**Stated exercise**
Render every line of the records below as a numbered list, leaving out any blank lines.

Pointing records for named objects:

-- BEGIN --

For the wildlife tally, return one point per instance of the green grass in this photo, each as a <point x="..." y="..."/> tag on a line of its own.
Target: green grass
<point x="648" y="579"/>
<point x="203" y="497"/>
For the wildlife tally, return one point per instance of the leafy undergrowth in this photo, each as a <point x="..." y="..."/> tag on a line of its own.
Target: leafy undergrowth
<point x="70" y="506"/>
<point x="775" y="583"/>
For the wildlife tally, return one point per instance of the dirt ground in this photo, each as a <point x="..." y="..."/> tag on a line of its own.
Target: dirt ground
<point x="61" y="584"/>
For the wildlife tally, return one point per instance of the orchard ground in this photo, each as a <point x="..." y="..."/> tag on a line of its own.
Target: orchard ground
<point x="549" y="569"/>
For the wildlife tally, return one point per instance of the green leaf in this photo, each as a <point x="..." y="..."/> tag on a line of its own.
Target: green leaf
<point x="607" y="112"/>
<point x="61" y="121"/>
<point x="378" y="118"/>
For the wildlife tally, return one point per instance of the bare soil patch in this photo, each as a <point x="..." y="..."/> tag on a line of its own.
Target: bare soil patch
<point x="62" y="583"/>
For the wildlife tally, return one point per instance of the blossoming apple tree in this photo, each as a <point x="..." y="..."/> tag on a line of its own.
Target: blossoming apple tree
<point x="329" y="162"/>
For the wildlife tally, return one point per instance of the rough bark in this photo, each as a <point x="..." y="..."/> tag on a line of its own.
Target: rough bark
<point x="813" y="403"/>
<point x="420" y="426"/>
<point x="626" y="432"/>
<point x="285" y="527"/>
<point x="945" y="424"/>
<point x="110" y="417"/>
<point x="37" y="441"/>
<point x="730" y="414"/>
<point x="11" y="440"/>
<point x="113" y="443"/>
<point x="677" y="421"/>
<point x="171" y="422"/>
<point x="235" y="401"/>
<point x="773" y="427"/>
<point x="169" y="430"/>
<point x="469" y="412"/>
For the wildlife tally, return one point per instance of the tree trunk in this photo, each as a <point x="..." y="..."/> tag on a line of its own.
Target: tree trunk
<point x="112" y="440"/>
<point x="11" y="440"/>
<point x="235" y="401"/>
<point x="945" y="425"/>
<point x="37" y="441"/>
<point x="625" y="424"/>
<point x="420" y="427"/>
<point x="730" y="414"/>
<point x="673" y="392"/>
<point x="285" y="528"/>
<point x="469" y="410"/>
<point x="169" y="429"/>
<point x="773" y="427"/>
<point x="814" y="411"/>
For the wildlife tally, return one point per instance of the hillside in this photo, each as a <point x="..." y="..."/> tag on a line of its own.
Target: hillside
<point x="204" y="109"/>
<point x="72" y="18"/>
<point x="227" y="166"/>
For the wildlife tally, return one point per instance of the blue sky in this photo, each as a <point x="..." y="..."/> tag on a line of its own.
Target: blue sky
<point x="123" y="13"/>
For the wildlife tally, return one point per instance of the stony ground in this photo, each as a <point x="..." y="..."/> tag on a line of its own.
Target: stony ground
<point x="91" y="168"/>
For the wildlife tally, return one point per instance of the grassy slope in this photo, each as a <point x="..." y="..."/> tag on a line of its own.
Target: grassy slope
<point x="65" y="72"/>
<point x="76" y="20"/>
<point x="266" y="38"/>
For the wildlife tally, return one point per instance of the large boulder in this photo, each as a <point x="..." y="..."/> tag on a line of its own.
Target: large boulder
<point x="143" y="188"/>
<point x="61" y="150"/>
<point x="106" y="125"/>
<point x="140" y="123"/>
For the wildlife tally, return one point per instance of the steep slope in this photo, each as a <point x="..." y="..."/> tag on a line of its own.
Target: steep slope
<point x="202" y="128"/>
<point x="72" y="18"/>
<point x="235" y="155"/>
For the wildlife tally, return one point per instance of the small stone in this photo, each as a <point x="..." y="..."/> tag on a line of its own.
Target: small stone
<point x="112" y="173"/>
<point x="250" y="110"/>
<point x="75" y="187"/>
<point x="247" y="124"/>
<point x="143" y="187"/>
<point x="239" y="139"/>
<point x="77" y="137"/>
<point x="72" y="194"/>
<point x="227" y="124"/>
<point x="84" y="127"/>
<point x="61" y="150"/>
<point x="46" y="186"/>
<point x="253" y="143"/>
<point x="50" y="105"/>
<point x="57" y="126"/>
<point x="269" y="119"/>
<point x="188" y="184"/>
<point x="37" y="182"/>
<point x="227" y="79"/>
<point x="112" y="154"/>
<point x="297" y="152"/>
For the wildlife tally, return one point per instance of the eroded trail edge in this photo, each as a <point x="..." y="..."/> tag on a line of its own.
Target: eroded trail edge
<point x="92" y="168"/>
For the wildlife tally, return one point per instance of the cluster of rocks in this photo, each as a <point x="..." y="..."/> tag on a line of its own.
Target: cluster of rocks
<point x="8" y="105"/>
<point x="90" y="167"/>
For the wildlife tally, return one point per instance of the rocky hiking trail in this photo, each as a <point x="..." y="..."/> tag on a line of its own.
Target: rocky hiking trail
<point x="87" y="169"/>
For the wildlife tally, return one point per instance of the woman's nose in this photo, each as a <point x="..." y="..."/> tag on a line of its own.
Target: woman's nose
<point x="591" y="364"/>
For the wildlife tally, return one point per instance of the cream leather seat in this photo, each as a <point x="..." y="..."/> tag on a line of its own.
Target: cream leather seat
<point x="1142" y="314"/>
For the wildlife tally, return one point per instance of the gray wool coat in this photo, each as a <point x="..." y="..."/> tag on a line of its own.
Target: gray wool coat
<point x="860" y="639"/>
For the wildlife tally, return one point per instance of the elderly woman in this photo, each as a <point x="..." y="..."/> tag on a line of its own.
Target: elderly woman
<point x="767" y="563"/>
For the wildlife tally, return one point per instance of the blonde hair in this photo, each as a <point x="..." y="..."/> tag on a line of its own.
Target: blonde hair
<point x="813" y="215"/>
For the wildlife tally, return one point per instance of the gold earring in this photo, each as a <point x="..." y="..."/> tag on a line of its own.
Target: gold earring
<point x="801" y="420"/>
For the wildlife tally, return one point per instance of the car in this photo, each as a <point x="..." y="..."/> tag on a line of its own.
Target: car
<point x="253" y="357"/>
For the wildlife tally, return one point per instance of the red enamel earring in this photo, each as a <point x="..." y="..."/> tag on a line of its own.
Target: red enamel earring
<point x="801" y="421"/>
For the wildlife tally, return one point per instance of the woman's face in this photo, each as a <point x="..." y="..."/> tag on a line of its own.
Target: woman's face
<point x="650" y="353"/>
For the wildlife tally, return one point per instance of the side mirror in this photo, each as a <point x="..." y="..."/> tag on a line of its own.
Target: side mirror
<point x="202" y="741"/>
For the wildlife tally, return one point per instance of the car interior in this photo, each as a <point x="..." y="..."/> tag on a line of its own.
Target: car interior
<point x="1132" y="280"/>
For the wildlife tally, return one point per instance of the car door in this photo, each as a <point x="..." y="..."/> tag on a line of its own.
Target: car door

-- END --

**Solution**
1. For the wildlife tally, return one point per instance of the green grass in this photo, each as a <point x="..." y="..."/> tag on a line of its own.
2. Target: green grass
3. <point x="648" y="579"/>
4. <point x="203" y="497"/>
5. For the wildlife tally, return one point per instance of the leafy undergrowth in this photo, each as a <point x="..." y="..."/> tag on a line of its own.
6. Target: leafy undergrowth
7. <point x="70" y="506"/>
8. <point x="775" y="583"/>
9. For the wildlife tally, return one point per instance of the dirt ground in this photo, each as a <point x="..." y="..."/> tag on a line of its own.
10. Target: dirt ground
11. <point x="61" y="584"/>
12. For the wildlife tally, return one point per instance of the orchard ground in this photo, each as a <point x="..." y="..."/> tag on a line of its own.
13. Target: orchard ground
14. <point x="549" y="569"/>
15. For the wildlife tally, return one point per instance of the green leaf in this photo, each as a <point x="..." y="..."/> tag on a line of its own.
16. Target: green leaf
17. <point x="607" y="112"/>
18. <point x="61" y="121"/>
19. <point x="378" y="118"/>
20. For the wildlife tally, return one point per instance of the bare soil patch in this photo, each as a <point x="..." y="..."/> tag on a line of its own.
21. Target: bare soil patch
22. <point x="62" y="583"/>
23. For the wildlife tally, return one point per instance of the blossoming apple tree in this photo, each as a <point x="..." y="..."/> tag on a line of its own.
24. Target: blossoming apple tree
25. <point x="329" y="162"/>
26. For the wildlife tally, return one point per instance of the rough bark in this photo, each as a <point x="..." y="..."/> tag on a line of its own.
27. Target: rough bark
28. <point x="813" y="403"/>
29. <point x="420" y="426"/>
30. <point x="626" y="432"/>
31. <point x="285" y="527"/>
32. <point x="945" y="424"/>
33. <point x="110" y="417"/>
34. <point x="37" y="441"/>
35. <point x="730" y="414"/>
36. <point x="11" y="440"/>
37. <point x="113" y="443"/>
38. <point x="677" y="421"/>
39. <point x="171" y="422"/>
40. <point x="235" y="401"/>
41. <point x="773" y="427"/>
42. <point x="169" y="430"/>
43. <point x="469" y="412"/>
44. For the wildlife tally, return one point per instance of the tree trunk in this photo, each as a <point x="..." y="..."/> tag on a line of its own.
45. Target: tree trunk
46. <point x="112" y="440"/>
47. <point x="11" y="440"/>
48. <point x="235" y="401"/>
49. <point x="945" y="425"/>
50. <point x="37" y="441"/>
51. <point x="625" y="424"/>
52. <point x="420" y="427"/>
53. <point x="730" y="414"/>
54. <point x="673" y="392"/>
55. <point x="285" y="528"/>
56. <point x="469" y="410"/>
57. <point x="169" y="429"/>
58. <point x="773" y="427"/>
59. <point x="814" y="411"/>
60. For the wildlife tally, return one point per instance of the hillside in this photo, each as a <point x="..." y="..."/> tag on a line of its own.
61. Target: hillside
62. <point x="204" y="109"/>
63. <point x="72" y="18"/>
64. <point x="227" y="166"/>
65. For the wildlife tally, return one point per instance of the blue sky in this photo, each as a <point x="..." y="..."/> tag on a line of its own.
66. Target: blue sky
67. <point x="123" y="13"/>
68. For the wildlife tally, return one point per instance of the stony ground in this photo, each as a <point x="..." y="..."/> tag on a line of its own.
69. Target: stony ground
70. <point x="91" y="168"/>
71. For the wildlife tally, return one point per instance of the grassy slope in this photo, each as a <point x="..." y="..."/> tag on a line of its own.
72. Target: grassy slope
73. <point x="65" y="72"/>
74. <point x="76" y="20"/>
75. <point x="266" y="38"/>
76. For the wildlife tally, return one point per instance of the large boulder in this photo, each as a <point x="..." y="..."/> tag on a line of its own.
77. Target: large boulder
78. <point x="143" y="188"/>
79. <point x="61" y="150"/>
80. <point x="106" y="125"/>
81. <point x="140" y="123"/>
82. For the wildlife tally, return one point per instance of the steep slope in this photo, each as a <point x="..." y="..."/> tag on a line of its own.
83. Target: steep slope
84. <point x="202" y="128"/>
85. <point x="72" y="18"/>
86. <point x="235" y="155"/>
87. For the wildlife tally, return one point per instance of the small stone in this photo, each as a <point x="..." y="..."/> tag on a line of its own.
88. Target: small stone
89. <point x="112" y="173"/>
90. <point x="250" y="110"/>
91. <point x="75" y="187"/>
92. <point x="247" y="124"/>
93. <point x="143" y="187"/>
94. <point x="239" y="139"/>
95. <point x="77" y="137"/>
96. <point x="72" y="194"/>
97. <point x="227" y="124"/>
98. <point x="84" y="127"/>
99. <point x="61" y="150"/>
100. <point x="46" y="186"/>
101. <point x="253" y="143"/>
102. <point x="50" y="105"/>
103. <point x="57" y="126"/>
104. <point x="269" y="119"/>
105. <point x="188" y="184"/>
106. <point x="37" y="182"/>
107. <point x="227" y="79"/>
108. <point x="112" y="154"/>
109. <point x="297" y="152"/>
110. For the wildlife tally, return one point per instance of the eroded trail edge in this photo, each as a <point x="..." y="..."/> tag on a line of its own.
111. Target: eroded trail edge
112. <point x="92" y="168"/>
113. For the wildlife tally, return one point per instance of the cluster of rocks in this photo, each as a <point x="..." y="..."/> tag on a line of its own.
114. Target: cluster of rocks
115. <point x="8" y="105"/>
116. <point x="90" y="167"/>
117. For the wildlife tally, return one point per instance of the rocky hiking trail in this photo, each as a <point x="..." y="..."/> tag on a line of its own.
118. Target: rocky hiking trail
119. <point x="87" y="169"/>
120. For the wildlife tally, return one point per instance of the woman's nose in this photo, each as a <point x="..." y="..."/> tag on a line of its own.
121. Target: woman's nose
122. <point x="591" y="364"/>
123. For the wildlife tally, return one point per instance of the cream leather seat in this photo, each as a <point x="..." y="..."/> tag on a line of its own.
124. Target: cream leather seat
125. <point x="1142" y="314"/>
126. For the wildlife tally, return one point per instance of the gray wool coat in this photo, each as a <point x="..." y="..."/> tag on a line of its own.
127. Target: gray wool coat
128. <point x="860" y="639"/>
129. For the wildlife tally, return one point per instance of the elderly woman in this photo, each as a <point x="..." y="..."/> tag on a line of its own.
130. Target: elderly woman
131. <point x="767" y="563"/>
132. For the wildlife tally, return one point per instance of the blonde hair in this photo, each as a <point x="..." y="..."/> tag on a line of its own.
133. Target: blonde hair
134. <point x="813" y="215"/>
135. For the wildlife tally, return one point per instance of the gold earring in this photo, each as a <point x="..." y="..."/> tag on a line of its own.
136. Target: gold earring
137. <point x="801" y="420"/>
138. For the wildlife tally, return one point per instance of the car in this photo, each as a <point x="..." y="..."/> tag on a line of its own.
139. Target: car
140. <point x="253" y="357"/>
141. For the wildlife tally, return one point per instance of the red enamel earring in this photo, each as a <point x="..." y="..."/> tag on a line of its own.
142. Target: red enamel earring
143. <point x="801" y="421"/>
144. For the wildlife tally, return one point per instance of the woman's face in this photo, each as a <point x="..." y="..."/> tag on a line of its own.
145. Target: woman's face
146. <point x="650" y="353"/>
147. For the wildlife tally, return one point per instance of the side mirror in this photo, each as a <point x="..." y="..."/> tag on a line of its own.
148. Target: side mirror
149. <point x="202" y="741"/>
150. For the wildlife tally, return one point per instance of the car interior in this photo, each as a <point x="..." y="..."/> tag on a line of its own.
151. Target: car interior
152. <point x="1132" y="280"/>
153. For the wildlife tally, return one point per instance of the car door in this photo, each as a <point x="..." y="..."/> tag on a line of its own.
154. Target: car door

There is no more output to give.